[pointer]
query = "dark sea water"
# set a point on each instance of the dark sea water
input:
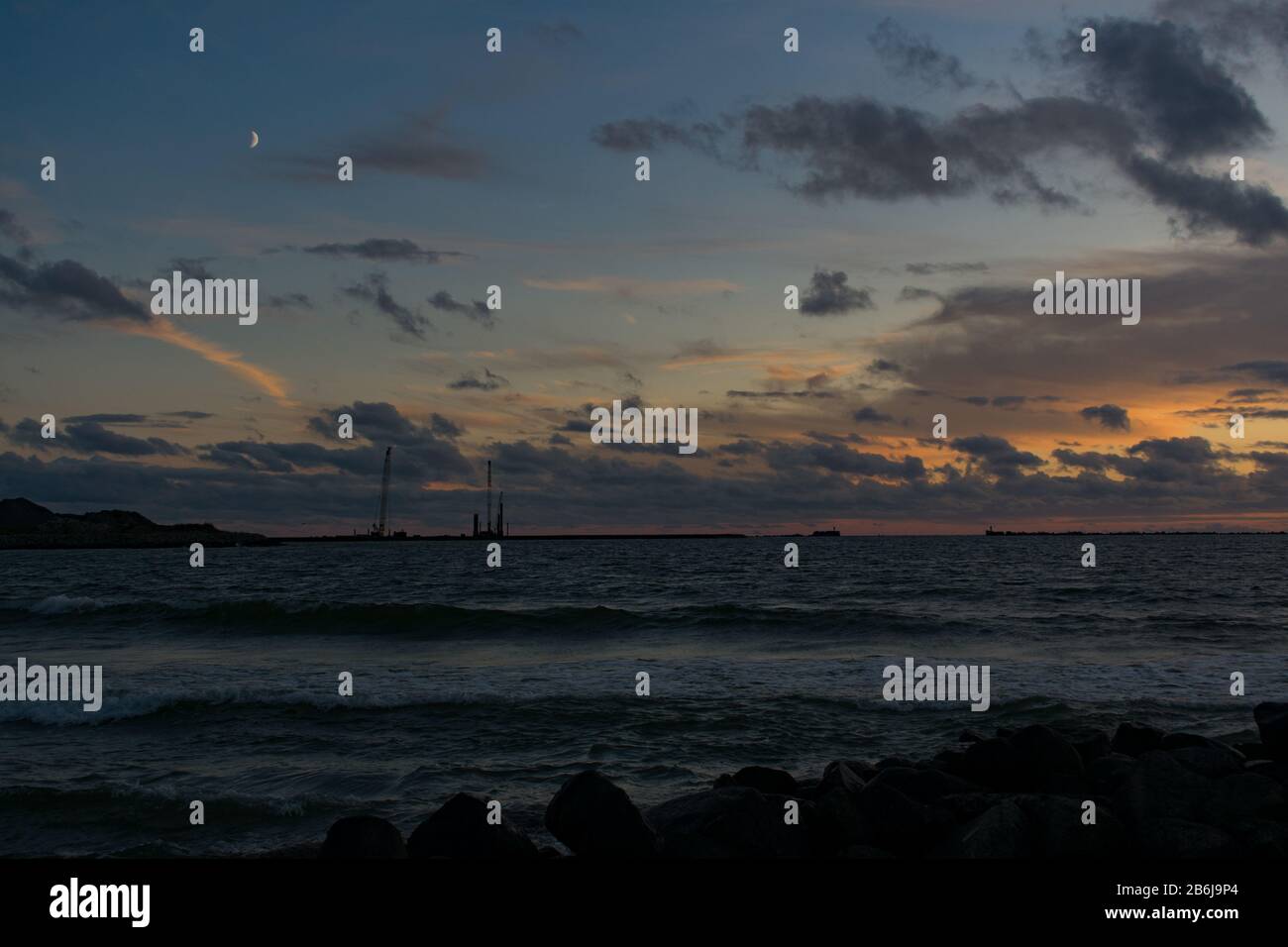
(222, 682)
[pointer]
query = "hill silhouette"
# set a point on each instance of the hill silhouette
(25, 525)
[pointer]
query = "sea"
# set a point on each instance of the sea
(223, 684)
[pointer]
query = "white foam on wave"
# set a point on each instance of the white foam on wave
(64, 604)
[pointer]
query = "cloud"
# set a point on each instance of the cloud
(476, 311)
(375, 290)
(64, 287)
(909, 56)
(382, 249)
(870, 415)
(996, 454)
(829, 295)
(1108, 415)
(1203, 204)
(413, 145)
(1159, 73)
(931, 268)
(1151, 102)
(471, 380)
(191, 266)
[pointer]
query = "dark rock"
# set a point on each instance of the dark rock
(999, 832)
(1175, 741)
(1273, 724)
(1261, 838)
(1160, 788)
(1253, 751)
(1212, 761)
(1248, 795)
(1057, 831)
(861, 768)
(1109, 772)
(897, 762)
(732, 822)
(1175, 838)
(763, 779)
(996, 764)
(1134, 740)
(900, 823)
(592, 815)
(462, 830)
(1093, 748)
(1050, 762)
(923, 785)
(837, 800)
(364, 836)
(864, 852)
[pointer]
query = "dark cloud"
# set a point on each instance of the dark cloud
(1263, 369)
(1203, 204)
(476, 309)
(1108, 416)
(413, 145)
(870, 415)
(931, 268)
(829, 295)
(375, 290)
(644, 134)
(1153, 101)
(471, 380)
(996, 454)
(911, 56)
(67, 289)
(382, 249)
(91, 437)
(1159, 73)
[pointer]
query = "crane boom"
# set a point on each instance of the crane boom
(384, 495)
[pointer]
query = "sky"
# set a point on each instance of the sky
(767, 167)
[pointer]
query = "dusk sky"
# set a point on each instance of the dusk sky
(767, 169)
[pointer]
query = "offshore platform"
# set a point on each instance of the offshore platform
(489, 528)
(380, 528)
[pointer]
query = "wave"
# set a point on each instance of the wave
(269, 616)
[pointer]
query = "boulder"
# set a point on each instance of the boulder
(1175, 838)
(1057, 831)
(1273, 724)
(999, 832)
(1160, 788)
(1048, 761)
(462, 830)
(923, 785)
(730, 822)
(837, 800)
(1091, 748)
(592, 815)
(996, 764)
(900, 823)
(364, 836)
(1212, 761)
(1248, 795)
(763, 779)
(1133, 738)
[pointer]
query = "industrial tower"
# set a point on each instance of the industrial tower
(381, 528)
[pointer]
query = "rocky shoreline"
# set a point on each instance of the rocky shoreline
(1019, 793)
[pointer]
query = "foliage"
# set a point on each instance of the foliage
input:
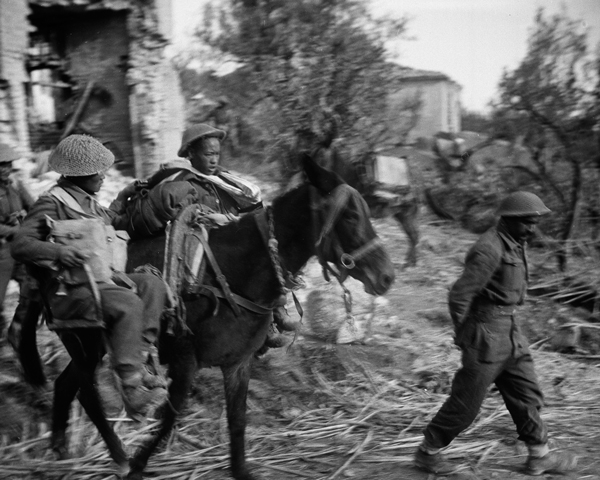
(319, 67)
(550, 104)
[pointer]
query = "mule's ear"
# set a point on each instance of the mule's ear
(323, 179)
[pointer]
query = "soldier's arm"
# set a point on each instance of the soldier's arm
(481, 263)
(29, 244)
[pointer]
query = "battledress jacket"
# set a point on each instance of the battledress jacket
(482, 301)
(14, 197)
(30, 245)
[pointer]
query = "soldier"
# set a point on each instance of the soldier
(131, 305)
(483, 305)
(15, 201)
(218, 190)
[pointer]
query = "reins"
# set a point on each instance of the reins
(340, 196)
(324, 238)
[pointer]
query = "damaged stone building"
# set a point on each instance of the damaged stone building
(90, 66)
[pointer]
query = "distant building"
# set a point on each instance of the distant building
(439, 98)
(90, 66)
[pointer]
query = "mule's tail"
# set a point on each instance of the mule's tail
(27, 349)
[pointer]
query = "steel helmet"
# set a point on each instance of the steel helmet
(80, 155)
(195, 132)
(522, 204)
(7, 154)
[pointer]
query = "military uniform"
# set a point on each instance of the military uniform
(131, 305)
(483, 305)
(15, 200)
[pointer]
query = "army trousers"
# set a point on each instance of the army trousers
(515, 378)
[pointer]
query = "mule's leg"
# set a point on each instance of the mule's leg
(181, 371)
(86, 349)
(65, 389)
(236, 378)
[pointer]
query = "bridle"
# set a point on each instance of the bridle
(326, 239)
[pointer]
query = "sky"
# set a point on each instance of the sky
(471, 41)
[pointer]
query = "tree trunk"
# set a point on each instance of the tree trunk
(571, 216)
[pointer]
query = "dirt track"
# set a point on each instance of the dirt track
(319, 410)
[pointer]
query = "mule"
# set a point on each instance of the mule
(323, 217)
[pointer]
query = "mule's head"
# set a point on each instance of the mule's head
(344, 235)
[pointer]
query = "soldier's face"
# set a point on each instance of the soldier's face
(90, 183)
(521, 229)
(205, 154)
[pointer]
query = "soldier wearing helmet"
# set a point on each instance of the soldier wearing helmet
(483, 305)
(130, 305)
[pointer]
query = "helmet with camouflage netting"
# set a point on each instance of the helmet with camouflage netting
(522, 204)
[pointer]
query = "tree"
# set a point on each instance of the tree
(320, 68)
(551, 104)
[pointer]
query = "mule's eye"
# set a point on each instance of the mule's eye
(352, 216)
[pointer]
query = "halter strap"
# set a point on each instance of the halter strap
(339, 196)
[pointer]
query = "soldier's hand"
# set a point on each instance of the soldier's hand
(128, 191)
(71, 257)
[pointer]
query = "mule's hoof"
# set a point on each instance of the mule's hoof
(134, 475)
(61, 453)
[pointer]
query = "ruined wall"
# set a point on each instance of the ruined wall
(13, 46)
(440, 108)
(136, 106)
(96, 49)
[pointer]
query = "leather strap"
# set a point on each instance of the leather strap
(220, 277)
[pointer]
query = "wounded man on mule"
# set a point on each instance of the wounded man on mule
(195, 179)
(69, 243)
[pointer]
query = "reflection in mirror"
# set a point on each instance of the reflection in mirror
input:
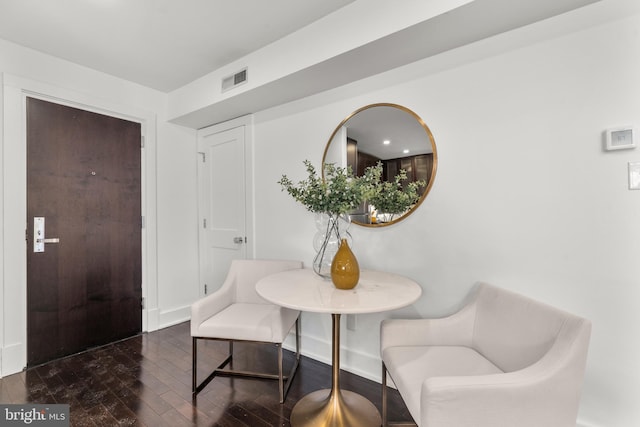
(393, 135)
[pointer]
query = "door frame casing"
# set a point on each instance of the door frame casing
(13, 264)
(248, 123)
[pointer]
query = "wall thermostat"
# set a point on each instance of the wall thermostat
(620, 138)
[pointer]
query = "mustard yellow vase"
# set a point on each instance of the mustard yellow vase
(345, 271)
┄┄┄┄┄┄┄┄┄┄┄┄┄┄┄┄┄┄┄┄
* **Problem details**: Leave out the images and copy every record above exactly.

* **Answer below**:
[pointer]
query = "dark sea water"
# set a point on each instance of the dark sea water
input:
(222, 682)
[pointer]
query = "hill silhouette"
# set a point on each instance of the hill silhouette
(25, 525)
[pointer]
query = "sea"
# set a point on each instance of the sea
(223, 684)
[pointer]
query = "white foam on wave"
# set a point on each instance of the white foam on wave
(64, 604)
[pointer]
query = "cloud"
# set a point on each instance of the cloud
(476, 311)
(375, 290)
(64, 287)
(909, 56)
(382, 249)
(870, 415)
(996, 454)
(829, 295)
(1108, 415)
(1203, 204)
(413, 145)
(1159, 73)
(931, 268)
(1151, 102)
(471, 380)
(191, 266)
[pointer]
query = "dark rock"
# set a point on each instance of the dark rock
(999, 832)
(1175, 741)
(1273, 724)
(1261, 838)
(1160, 788)
(1253, 751)
(1212, 761)
(1248, 795)
(1057, 831)
(861, 768)
(1109, 772)
(897, 762)
(732, 822)
(1175, 838)
(763, 779)
(996, 764)
(1134, 740)
(900, 823)
(592, 815)
(462, 830)
(1093, 748)
(1050, 762)
(923, 785)
(837, 800)
(364, 836)
(864, 852)
[pointer]
query = "dark cloud"
# set a point on each instance of the dark cloud
(1263, 369)
(1203, 204)
(476, 309)
(1108, 416)
(413, 145)
(870, 415)
(931, 268)
(829, 295)
(375, 290)
(644, 134)
(1153, 101)
(471, 380)
(996, 454)
(911, 56)
(67, 289)
(382, 249)
(91, 437)
(1159, 73)
[pointer]
query = "crane boom"
# set a point on each instance of the crane boom
(384, 495)
[pointer]
query = "sky"
# set a point on each instance of the sky
(767, 167)
[pointer]
query = "dusk sky"
# set a point on each instance of the dusk sky
(767, 169)
[pointer]
query = "offshore platform"
# set a point on each instance of the offshore platform
(489, 528)
(380, 528)
[pointer]
query = "wave"
# set a point on each instance of the wave
(269, 616)
[pointer]
query = "boulder"
# set a point on each instance of the boulder
(1175, 838)
(1057, 831)
(1273, 724)
(999, 832)
(1160, 788)
(1048, 761)
(462, 830)
(923, 785)
(730, 822)
(837, 800)
(1091, 748)
(592, 815)
(996, 764)
(900, 823)
(364, 836)
(1212, 761)
(1248, 795)
(763, 779)
(1133, 738)
[pointer]
query = "industrial tower"
# set a point on each instance of the industrial tower
(381, 528)
[pointer]
query = "rocky shoreline"
# set a point on each instance of the rocky shoreline
(1019, 793)
[pointer]
query = "foliage"
# set a point on each instance of the foliage
input:
(319, 67)
(550, 104)
[pointer]
query = "mule's ear"
# set a point on each instance of the mule's ear
(323, 179)
[pointer]
query = "soldier's arm"
# set a point on each instance of the soldier's arm
(481, 263)
(29, 244)
[pointer]
query = "battledress jacket"
# set a point on each instance of the battledress jacket
(482, 301)
(14, 197)
(30, 245)
[pointer]
query = "soldier"
# set a point on each instance of the soldier
(131, 305)
(483, 305)
(15, 201)
(218, 190)
[pointer]
query = "reins"
# set a point on each instance of the reins
(340, 196)
(324, 238)
[pointer]
query = "damaged stone building"
# set a point on each instance of the damaged stone building
(90, 66)
[pointer]
query = "distant building"
# set a point on each instance of the distant building
(439, 98)
(90, 66)
[pointer]
query = "mule's tail"
# set a point on each instance of the mule's tail
(27, 349)
[pointer]
query = "steel helmet"
# set a point on each instance of the steel helmet
(80, 155)
(195, 132)
(522, 204)
(7, 154)
[pointer]
query = "military uniform"
# set a point on each instance of the military uniform
(131, 305)
(483, 305)
(15, 200)
[pointer]
query = "army trousers"
# set a point on each instance of the army trousers
(515, 378)
[pointer]
query = "mule's leg"
# set a point on each instance of the mule's leg
(181, 371)
(86, 349)
(65, 389)
(236, 378)
[pointer]
query = "bridle"
# set a point on each instance of the bridle
(326, 239)
[pointer]
query = "sky"
# set a point on each instance of the sky
(471, 41)
[pointer]
query = "tree trunk"
# set a point on each instance of the tree trunk
(571, 216)
[pointer]
query = "dirt track"
# set a point on each instance of the dirt track
(319, 410)
[pointer]
query = "mule"
# set a point on each instance of the mule
(323, 217)
[pointer]
query = "mule's head"
# set a point on each instance of the mule's head
(344, 235)
[pointer]
query = "soldier's face"
# set a point on each instance of the soldier's face
(90, 183)
(521, 229)
(205, 154)
[pointer]
query = "soldier wearing helmet"
# set a point on each instance of the soldier wearing helmet
(483, 305)
(130, 305)
[pointer]
query = "helmet with camouflage netting"
# set a point on each instance of the helmet with camouflage netting
(522, 204)
[pointer]
query = "tree"
# set a point on each instance of the tree
(320, 68)
(551, 104)
[pointer]
query = "mule's eye"
# set a point on each instance of the mule's eye
(352, 216)
[pointer]
query = "halter strap"
# set a point on each instance of the halter strap
(339, 196)
[pointer]
query = "soldier's hand"
# set a point on each instance of the soldier's hand
(128, 191)
(71, 257)
[pointer]
query = "mule's hoof"
# set a point on each instance of the mule's hoof
(134, 475)
(61, 453)
[pointer]
query = "ruined wall"
# set a point on each instance of the ruined wall
(13, 46)
(440, 108)
(136, 106)
(96, 49)
[pointer]
query = "leather strap"
# set a point on each instance of the leather strap
(220, 277)
[pointer]
query = "wounded man on mule"
# set a point on each instance of the wounded man on mule
(195, 179)
(69, 243)
[pointer]
query = "reflection in mirror"
# set a point on each instance of the reflection in mirror
input:
(393, 135)
[pointer]
query = "door frame casing"
# set a point on each instance of the door frame casing
(13, 264)
(248, 123)
[pointer]
query = "wall thermostat"
# set a point on each instance of the wall thermostat
(620, 138)
[pointer]
query = "mustard yellow vase"
# set a point on each instance of the mustard yellow vase
(345, 271)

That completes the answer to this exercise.